→ REQUIRED TASK 1: List every date in the passage on Nicaragua's banking crisis that gives both a month and a day of the month.
→ REQUIRED TASK 2: Continue the passage on Nicaragua's banking crisis, picking up right after its final sentence.

[Start TEXT PASSAGE]

On September 7, producers from various parts of the country together with employees of the Centeno brothers took over the National Assembly, led by FSLN secretary general and National Assembly representative Daniel Ortega. Occupying the seats of various legislators, the demonstrators used their microphones to demand passage of the bills promoted by the FSLN in the wake of the Interbank crisis to restructure and pardon agrarian debts and create a state agricultural development bank. These "judicial mob" bills were debated by bankers, business leaders and government officials, who do not consider a debt-forgiveness policy viable because it would damage the economy. They also claim that there are no funds to create another development bank. (The old one, BANADES, was closed several years ago due to its inability to collect on a huge outstanding loan portfolio, mainly to big capitalist farmers holding government posts.)
On September 30, Daniel Ortega, who had earlier announced that not only Interbank but also seven other banks in Nicaragua were in trouble, argued that "all are contaminated because this because this rotten government has created a rotting economy." That same day he announced that his party was submitting a bill to reform the law governing the Superintendence of Banks, which would allow the banking system to suspend the massive action against producers with past-due debts. On October 4, dozens of coffee growers flung baskets and sacks full of coffee against the National Assembly to demand that the laws be approved.
Meanwhile, at the end of September, Nicaragua’s Supreme Court ruled that the Ministry of the Treasury and Public Credit must turn over to the Office of Comptroller General (CGR) the audit the World Bank commissioned on the government’s sale of stock in the state-run Banco Nicaragüense (BANIC). The sentence was considered "historic" given today’s institutionalized corruption. The state capitalized BANIC in 1999 by selling 51% of its stocks in a highly questionable process that then-CGR president Agustín Jarquín declared null. The subsequent World Bank audit reportedly discovered serious irregularities in credits granted to President Alemán’s close political friends and top public officials including treasury minister Esteban Duquestrada prior to that partial privatization. For months Duquestrada had been fending off international pressure to release the audit adducing an obligation to "banking secrecy." With President Alemán’s public support, he is now staunchly refusing to obey the Supreme Court ruling on the same grounds.

[End TEXT PASSAGE]
[Start DATA PROVIDED]

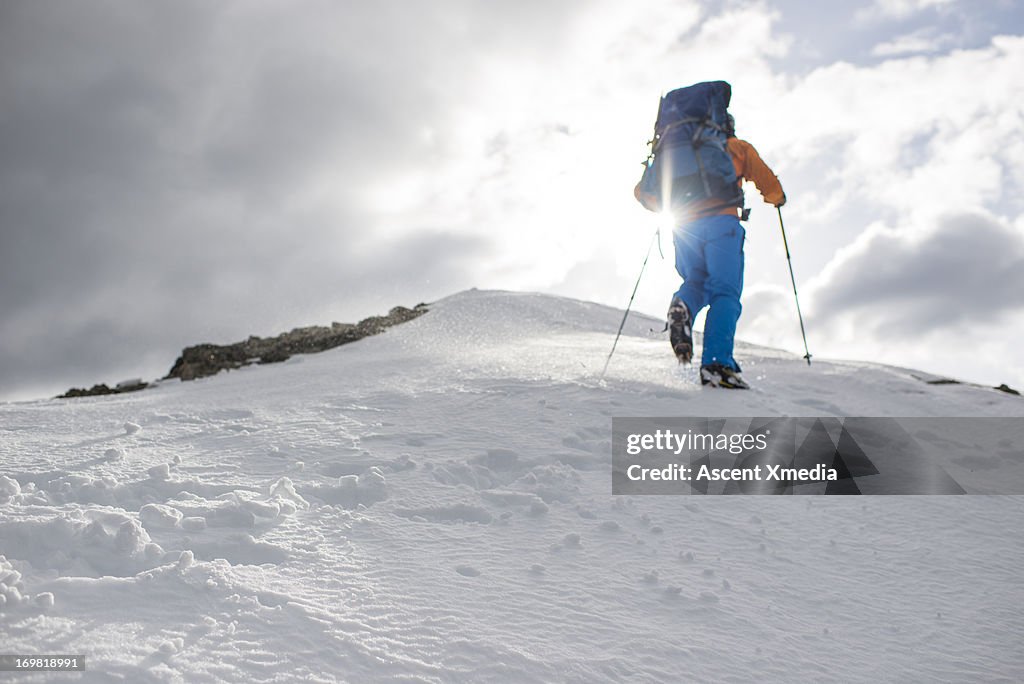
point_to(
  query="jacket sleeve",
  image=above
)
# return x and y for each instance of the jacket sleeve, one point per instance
(751, 167)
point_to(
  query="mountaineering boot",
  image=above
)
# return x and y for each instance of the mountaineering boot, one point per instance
(717, 375)
(681, 335)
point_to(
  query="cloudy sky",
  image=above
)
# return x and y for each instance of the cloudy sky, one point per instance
(182, 172)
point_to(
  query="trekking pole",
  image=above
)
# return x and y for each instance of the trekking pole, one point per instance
(656, 237)
(785, 244)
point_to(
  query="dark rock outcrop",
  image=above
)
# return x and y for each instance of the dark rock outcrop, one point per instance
(205, 359)
(100, 389)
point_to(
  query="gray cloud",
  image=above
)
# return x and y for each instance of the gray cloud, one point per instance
(968, 269)
(154, 161)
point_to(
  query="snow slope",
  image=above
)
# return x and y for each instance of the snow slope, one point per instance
(433, 505)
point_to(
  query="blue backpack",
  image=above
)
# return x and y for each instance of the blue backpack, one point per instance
(689, 161)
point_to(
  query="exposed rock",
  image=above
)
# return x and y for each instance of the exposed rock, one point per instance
(205, 359)
(98, 390)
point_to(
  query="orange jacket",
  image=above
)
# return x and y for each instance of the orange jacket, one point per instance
(749, 166)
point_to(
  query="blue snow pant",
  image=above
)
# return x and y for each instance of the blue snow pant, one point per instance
(710, 258)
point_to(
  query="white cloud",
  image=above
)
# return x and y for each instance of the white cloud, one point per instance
(922, 41)
(898, 9)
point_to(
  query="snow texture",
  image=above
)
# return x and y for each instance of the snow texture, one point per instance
(433, 505)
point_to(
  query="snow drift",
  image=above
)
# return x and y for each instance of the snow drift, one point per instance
(433, 504)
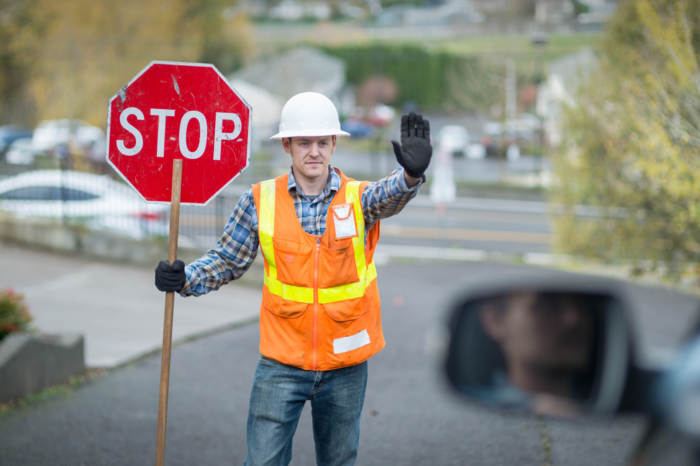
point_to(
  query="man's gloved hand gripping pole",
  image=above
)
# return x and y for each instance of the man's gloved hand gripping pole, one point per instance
(415, 151)
(170, 277)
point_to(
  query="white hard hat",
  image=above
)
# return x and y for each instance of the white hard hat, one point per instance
(309, 114)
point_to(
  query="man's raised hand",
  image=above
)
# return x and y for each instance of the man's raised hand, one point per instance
(170, 277)
(415, 151)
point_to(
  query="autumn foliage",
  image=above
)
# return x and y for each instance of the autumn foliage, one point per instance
(632, 145)
(14, 314)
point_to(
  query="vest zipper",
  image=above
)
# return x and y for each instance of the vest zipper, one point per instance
(315, 335)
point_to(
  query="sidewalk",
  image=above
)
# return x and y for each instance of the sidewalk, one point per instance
(62, 293)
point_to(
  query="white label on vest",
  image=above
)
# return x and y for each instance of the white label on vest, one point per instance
(344, 221)
(343, 345)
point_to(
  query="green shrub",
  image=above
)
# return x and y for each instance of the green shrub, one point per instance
(434, 79)
(14, 313)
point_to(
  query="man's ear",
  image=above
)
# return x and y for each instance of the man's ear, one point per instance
(287, 144)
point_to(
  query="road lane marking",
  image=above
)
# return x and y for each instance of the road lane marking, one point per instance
(465, 235)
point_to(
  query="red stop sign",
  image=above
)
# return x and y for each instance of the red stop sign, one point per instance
(185, 111)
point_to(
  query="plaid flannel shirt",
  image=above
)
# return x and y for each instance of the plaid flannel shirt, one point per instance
(238, 246)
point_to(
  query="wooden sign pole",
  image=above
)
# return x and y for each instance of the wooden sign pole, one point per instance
(168, 322)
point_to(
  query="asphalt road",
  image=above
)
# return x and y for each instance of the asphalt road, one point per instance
(408, 419)
(512, 227)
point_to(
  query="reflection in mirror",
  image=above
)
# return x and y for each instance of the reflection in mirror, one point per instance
(533, 350)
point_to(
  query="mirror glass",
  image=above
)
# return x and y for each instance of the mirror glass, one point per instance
(534, 350)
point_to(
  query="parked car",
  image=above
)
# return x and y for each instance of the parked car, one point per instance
(50, 134)
(454, 138)
(10, 133)
(22, 152)
(564, 348)
(357, 128)
(96, 201)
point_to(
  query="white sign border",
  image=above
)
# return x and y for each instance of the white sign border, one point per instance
(174, 63)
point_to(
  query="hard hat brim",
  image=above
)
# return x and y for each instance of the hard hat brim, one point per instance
(311, 134)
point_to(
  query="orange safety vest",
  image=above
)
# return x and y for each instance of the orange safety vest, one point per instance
(320, 308)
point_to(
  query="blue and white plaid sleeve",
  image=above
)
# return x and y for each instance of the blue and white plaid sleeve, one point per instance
(387, 197)
(233, 254)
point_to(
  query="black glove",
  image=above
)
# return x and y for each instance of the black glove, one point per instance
(170, 277)
(415, 150)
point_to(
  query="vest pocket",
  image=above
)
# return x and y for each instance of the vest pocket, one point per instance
(283, 307)
(338, 266)
(349, 309)
(295, 264)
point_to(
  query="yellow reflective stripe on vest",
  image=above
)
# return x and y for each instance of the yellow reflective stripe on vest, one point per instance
(290, 292)
(351, 291)
(266, 224)
(266, 230)
(358, 242)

[End DATA PROVIDED]

→ RESULT 1: September 7, September 30, October 4

→ RESULT 2:
GAMES THE ELECTORAL BRANCH PLAYS

Amid a festive atmosphere, the newly-formed National Unity Movement (MUN), led by retired army chief Joaquín Cuadra, held the first meeting of its municipal boards on September 10 in Managua. Days later, Cuadra turned over to the Supreme Electoral Council (CSE) all the documentation required to obtain legal standing for his new party, including 120,000 signatures of support, all formally bound and beautifully presented. The MUN has its sights on next year’s presidential race since it was formed too late to run in the municipal elections this November. Well aware that the CSE disqualified thousands of signatures from other parties to keep them off this year’s ballot, the MUN exceeded the signatures required for the 2001 elections by nearly 50,000.

The MUN’s flair for media attention led the CSE to order it to suspend all its propaganda arguing that it is confusing voters, who should be concentrating on deciding whom to vote for in the municipal elections. Cuadra denounced what he called the arbitrary nature of this demand to the Nicaraguan Human Rights Center (CENIDH), and declared that he would continue to promote the MUN and call on voters to participate in the municipal elections. If there was any doubt that the CSE’s prohibition was political rather than civic, it was soon erased. President Alemán bragged in a radio interview on October 3 that "we’re not going to let this little soldier through." Two days later the FSLN submitted a challenge to the CSE aimed at preventing the MUN from being granted legal standing.

The Supreme Electoral Council is also apparently under orders to keep the Democratic Liberal Party (PLD) from "getting through." José Antonio Alvarado, a former PLC founder and three-time minister in Alemán’s government (of government, education and defense) created the PLD in July. First, the CSE increased the requisites governing the establishment of municipal boards by the nine new parties seeking official recognition. Then, seeing that the PLD had already gotten half of the necessary boards sworn in, the CSE ordered its municipal officials not to swear in any more. On October 5, the governing PLC followed the FSLN’s lead by submitting to the CSE a challenge against the PLD’s use of the color red in its emblem and the word Liberal in its name. According to the PLC, these are its exclusive symbols.

Meanwhile, on September 28, the Nicaraguan Resistance Party and a Christian Way splinter group called the Christian Unity Movement, neither of which achieved legal recognition either, signed an electoral alliance for the November 2001 general elections that they are calling the Grand Alliance of National Hope. The PLD has announced that it, too, will join the alliance, which, unless the CSE changes the rules again, must get signatures of 3% of all registered voters multiplied by the number of parties that end up in the alliance.

IS THE CGR THROUGH WITH GAMES?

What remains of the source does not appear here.